■ **GOAL**
Recast everything in the records from the line containing "Where is the lettering" down to the line containing "[342,288,459,365]", both included, as a numbered list with blank lines left out.

■ **DATA ENTRIES**
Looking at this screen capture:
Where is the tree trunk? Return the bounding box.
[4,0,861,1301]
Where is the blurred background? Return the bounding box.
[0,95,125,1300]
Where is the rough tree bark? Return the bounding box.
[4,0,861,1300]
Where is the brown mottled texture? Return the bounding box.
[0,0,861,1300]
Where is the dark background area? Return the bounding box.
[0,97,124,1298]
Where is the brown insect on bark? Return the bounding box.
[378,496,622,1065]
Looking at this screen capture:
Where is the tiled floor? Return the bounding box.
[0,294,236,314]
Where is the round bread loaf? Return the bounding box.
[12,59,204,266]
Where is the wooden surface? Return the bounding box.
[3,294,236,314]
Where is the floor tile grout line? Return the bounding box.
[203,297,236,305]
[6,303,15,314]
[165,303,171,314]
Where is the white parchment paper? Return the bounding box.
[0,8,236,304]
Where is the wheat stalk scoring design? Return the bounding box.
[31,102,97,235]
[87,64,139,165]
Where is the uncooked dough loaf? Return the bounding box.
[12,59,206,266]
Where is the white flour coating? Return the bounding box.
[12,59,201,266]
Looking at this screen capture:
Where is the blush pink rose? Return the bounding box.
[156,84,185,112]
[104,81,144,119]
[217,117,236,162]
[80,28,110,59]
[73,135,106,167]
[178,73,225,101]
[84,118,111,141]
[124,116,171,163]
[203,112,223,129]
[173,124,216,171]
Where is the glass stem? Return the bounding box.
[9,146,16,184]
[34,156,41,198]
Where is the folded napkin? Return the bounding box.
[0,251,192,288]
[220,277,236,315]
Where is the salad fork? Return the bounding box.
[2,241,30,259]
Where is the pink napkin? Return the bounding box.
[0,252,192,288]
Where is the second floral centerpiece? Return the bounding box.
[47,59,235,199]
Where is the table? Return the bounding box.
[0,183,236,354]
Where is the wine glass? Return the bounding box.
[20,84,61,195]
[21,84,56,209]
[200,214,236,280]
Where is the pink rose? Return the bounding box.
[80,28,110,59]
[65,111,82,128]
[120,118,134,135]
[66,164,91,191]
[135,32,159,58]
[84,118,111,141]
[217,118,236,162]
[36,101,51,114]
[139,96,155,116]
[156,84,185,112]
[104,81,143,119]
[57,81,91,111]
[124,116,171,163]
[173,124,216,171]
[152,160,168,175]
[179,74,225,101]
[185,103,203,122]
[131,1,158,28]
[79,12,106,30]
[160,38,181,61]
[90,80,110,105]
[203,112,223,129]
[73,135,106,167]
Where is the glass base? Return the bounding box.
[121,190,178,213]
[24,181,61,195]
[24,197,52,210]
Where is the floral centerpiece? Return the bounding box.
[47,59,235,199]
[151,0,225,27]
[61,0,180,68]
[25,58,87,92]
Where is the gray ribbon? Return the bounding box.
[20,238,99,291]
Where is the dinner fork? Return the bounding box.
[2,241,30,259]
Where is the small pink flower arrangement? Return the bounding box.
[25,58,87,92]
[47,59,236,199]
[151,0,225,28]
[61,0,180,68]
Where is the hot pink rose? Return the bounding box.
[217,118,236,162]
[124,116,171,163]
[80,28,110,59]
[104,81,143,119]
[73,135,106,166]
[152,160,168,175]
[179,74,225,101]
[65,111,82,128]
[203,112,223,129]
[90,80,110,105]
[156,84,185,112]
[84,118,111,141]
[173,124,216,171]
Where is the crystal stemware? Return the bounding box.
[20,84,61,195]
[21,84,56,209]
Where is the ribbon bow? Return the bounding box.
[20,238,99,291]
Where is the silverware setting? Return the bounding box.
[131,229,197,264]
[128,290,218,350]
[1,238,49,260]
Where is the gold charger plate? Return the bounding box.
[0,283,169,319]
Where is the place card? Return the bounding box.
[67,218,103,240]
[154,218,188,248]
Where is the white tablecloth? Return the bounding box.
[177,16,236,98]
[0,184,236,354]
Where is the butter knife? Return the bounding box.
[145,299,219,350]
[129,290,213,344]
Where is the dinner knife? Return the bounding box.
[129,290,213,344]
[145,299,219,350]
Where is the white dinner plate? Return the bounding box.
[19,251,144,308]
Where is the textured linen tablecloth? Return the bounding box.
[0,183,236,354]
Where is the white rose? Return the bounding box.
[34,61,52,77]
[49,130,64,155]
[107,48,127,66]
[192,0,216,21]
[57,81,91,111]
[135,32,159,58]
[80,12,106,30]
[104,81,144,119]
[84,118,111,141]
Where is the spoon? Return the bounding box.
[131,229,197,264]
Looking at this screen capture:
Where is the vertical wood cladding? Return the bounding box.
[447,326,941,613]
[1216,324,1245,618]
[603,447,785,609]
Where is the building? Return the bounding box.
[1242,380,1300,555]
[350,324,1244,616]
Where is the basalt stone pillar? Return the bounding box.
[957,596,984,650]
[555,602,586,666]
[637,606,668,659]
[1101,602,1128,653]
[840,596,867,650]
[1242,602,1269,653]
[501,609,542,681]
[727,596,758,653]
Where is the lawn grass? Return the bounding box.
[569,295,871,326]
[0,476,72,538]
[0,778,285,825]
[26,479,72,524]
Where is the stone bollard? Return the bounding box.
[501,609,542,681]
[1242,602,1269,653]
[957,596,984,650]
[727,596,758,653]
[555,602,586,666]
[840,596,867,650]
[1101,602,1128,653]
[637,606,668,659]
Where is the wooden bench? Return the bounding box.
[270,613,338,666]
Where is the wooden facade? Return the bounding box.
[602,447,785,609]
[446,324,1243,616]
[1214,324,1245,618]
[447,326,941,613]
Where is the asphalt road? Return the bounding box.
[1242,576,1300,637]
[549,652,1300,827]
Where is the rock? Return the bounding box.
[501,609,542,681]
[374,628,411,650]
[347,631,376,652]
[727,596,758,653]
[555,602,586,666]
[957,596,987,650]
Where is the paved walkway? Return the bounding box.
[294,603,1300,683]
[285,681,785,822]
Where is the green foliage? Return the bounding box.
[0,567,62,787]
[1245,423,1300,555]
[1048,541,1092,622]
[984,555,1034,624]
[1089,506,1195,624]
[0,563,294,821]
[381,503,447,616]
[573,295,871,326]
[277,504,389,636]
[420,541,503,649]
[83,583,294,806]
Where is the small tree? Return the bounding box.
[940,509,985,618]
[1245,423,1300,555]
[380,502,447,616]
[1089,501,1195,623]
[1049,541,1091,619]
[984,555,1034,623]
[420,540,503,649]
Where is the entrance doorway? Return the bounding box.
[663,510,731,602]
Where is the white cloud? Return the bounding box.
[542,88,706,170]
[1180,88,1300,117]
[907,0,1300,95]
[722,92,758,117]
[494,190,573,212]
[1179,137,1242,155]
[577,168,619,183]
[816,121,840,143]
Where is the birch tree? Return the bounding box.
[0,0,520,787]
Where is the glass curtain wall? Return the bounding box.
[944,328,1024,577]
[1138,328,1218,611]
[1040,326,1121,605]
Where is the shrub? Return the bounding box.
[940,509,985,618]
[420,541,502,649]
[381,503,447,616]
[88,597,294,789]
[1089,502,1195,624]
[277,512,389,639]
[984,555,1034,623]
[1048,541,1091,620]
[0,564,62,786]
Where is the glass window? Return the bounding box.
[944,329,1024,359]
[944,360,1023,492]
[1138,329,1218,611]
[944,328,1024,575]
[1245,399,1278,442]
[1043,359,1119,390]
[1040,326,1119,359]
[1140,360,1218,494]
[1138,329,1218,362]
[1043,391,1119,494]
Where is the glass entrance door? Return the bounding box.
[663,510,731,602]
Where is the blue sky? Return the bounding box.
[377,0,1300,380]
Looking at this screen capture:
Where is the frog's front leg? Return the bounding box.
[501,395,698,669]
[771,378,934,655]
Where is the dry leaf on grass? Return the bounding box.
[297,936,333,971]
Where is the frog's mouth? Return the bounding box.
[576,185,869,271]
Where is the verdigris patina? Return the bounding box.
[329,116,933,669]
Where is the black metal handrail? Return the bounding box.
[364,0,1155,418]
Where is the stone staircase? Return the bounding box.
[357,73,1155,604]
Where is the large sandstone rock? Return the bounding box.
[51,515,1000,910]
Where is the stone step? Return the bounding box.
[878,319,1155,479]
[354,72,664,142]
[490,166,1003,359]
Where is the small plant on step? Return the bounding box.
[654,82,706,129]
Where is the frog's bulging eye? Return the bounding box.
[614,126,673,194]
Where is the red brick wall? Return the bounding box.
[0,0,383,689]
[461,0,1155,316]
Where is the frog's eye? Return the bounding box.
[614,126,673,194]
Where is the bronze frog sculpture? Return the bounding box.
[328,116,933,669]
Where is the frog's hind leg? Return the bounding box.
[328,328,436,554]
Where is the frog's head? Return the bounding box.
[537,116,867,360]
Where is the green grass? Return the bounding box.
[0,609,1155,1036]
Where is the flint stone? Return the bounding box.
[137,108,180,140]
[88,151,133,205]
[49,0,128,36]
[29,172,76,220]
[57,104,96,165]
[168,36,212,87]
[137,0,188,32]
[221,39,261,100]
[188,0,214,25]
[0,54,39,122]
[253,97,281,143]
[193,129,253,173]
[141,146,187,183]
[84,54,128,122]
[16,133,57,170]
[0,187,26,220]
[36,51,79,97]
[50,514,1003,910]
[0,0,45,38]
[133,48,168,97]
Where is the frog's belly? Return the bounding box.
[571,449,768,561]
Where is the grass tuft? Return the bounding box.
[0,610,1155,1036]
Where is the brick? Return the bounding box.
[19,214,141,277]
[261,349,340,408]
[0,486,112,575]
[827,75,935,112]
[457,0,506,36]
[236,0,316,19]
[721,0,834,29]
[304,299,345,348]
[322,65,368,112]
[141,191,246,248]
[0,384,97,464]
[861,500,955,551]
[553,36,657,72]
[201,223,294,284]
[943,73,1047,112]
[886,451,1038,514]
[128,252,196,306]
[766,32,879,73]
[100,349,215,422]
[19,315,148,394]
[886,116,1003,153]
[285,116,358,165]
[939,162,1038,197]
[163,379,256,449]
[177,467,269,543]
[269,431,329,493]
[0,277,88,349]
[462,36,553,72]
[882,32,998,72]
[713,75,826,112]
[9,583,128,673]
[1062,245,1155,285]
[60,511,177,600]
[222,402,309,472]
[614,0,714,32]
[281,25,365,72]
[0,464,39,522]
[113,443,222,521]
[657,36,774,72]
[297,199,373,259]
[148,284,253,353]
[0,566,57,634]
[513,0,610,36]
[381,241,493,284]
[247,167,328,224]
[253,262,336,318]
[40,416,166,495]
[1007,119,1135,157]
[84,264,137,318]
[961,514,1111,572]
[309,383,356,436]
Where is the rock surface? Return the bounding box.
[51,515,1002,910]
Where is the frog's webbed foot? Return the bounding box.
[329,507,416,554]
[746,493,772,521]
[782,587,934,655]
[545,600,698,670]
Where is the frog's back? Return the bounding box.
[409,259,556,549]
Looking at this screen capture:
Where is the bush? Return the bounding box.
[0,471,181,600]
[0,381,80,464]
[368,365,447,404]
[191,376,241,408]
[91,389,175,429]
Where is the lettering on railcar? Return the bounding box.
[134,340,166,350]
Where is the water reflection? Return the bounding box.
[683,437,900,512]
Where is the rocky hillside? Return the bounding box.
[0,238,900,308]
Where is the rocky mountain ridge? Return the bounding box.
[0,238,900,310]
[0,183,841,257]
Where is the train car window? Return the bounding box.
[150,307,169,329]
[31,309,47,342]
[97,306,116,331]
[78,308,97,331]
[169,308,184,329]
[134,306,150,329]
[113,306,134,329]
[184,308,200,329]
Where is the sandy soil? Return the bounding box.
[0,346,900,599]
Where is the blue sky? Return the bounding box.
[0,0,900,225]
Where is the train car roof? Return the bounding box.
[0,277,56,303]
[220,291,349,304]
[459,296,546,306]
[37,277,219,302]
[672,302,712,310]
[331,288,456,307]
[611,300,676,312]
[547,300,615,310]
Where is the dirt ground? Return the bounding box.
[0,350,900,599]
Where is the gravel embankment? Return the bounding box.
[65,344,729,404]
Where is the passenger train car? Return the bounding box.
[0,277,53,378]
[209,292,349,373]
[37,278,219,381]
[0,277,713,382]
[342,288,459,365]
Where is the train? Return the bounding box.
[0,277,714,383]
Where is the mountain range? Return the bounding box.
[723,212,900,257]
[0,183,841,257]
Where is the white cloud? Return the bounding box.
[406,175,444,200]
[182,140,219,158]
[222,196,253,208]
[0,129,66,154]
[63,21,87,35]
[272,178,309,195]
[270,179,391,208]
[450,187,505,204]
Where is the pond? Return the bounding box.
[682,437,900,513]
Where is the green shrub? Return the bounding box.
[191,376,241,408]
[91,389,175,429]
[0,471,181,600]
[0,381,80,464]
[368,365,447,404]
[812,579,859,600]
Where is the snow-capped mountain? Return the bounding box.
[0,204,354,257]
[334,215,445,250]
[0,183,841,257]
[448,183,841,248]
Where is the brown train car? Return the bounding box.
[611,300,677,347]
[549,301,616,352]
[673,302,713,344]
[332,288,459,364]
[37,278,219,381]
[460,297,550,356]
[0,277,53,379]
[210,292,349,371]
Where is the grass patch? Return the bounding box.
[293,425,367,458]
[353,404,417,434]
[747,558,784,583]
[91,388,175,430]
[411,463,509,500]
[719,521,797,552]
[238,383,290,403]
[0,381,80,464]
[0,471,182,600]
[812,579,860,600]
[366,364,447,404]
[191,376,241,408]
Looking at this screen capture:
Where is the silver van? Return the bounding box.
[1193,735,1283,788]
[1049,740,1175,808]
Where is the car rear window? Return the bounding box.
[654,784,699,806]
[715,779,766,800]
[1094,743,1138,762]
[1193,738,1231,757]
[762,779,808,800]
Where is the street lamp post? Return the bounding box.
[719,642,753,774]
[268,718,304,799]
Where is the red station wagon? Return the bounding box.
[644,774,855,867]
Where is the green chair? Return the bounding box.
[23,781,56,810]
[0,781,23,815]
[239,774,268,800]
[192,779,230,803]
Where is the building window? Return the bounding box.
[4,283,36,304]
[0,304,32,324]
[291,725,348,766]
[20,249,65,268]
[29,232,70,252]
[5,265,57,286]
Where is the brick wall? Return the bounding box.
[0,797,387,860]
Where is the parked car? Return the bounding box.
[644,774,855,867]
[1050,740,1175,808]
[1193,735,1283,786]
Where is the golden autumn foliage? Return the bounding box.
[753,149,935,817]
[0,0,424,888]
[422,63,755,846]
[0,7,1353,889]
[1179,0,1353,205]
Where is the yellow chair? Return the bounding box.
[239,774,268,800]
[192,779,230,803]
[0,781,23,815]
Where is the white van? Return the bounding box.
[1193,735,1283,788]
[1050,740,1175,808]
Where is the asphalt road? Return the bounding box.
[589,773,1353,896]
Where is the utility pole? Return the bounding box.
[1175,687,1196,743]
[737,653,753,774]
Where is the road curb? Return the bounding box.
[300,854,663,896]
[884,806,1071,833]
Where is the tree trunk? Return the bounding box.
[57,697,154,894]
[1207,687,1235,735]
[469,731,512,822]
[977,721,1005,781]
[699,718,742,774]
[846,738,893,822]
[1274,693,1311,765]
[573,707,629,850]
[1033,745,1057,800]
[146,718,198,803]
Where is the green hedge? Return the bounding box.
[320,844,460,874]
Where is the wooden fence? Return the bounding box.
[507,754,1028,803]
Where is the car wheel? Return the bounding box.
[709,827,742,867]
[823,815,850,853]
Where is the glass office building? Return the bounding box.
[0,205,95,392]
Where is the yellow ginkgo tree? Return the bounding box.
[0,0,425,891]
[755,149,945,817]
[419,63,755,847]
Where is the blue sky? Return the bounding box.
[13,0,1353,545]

■ **ANSWER TO THE PROBLEM**
1. Where is the lettering on railcar? Return the bounding box.
2. [134,340,166,350]
3. Where is the water reflection? Return the bounding box.
4. [683,437,900,512]
5. Where is the rocky hillside? Return the bounding box.
6. [0,238,900,308]
7. Where is the rocky mountain ridge? Return the bounding box.
8. [0,238,900,310]
9. [0,183,841,257]
10. Where is the train car window? Return the bounding box.
11. [150,307,169,329]
12. [31,309,47,342]
13. [97,306,116,331]
14. [78,308,97,331]
15. [169,308,184,329]
16. [134,306,150,329]
17. [113,306,134,329]
18. [184,308,200,329]
19. Where is the sandy soil? Return the bounding box.
20. [0,346,900,599]
21. Where is the blue sky? Return the bounding box.
22. [0,0,900,225]
23. Where is the train car roof? Return the bounding box.
24. [0,277,56,303]
25. [220,291,349,304]
26. [459,296,546,306]
27. [37,277,219,302]
28. [672,302,712,310]
29. [331,288,456,307]
30. [611,300,676,312]
31. [547,300,615,310]
32. Where is the dirt ground? Return the bounding box.
33. [0,350,900,599]
34. Where is the gravel embankment? Return the bounding box.
35. [65,344,729,404]
36. Where is the passenger train car? Return the bounding box.
37. [0,277,53,378]
38. [209,292,349,373]
39. [37,278,219,381]
40. [0,277,713,382]
41. [342,288,459,365]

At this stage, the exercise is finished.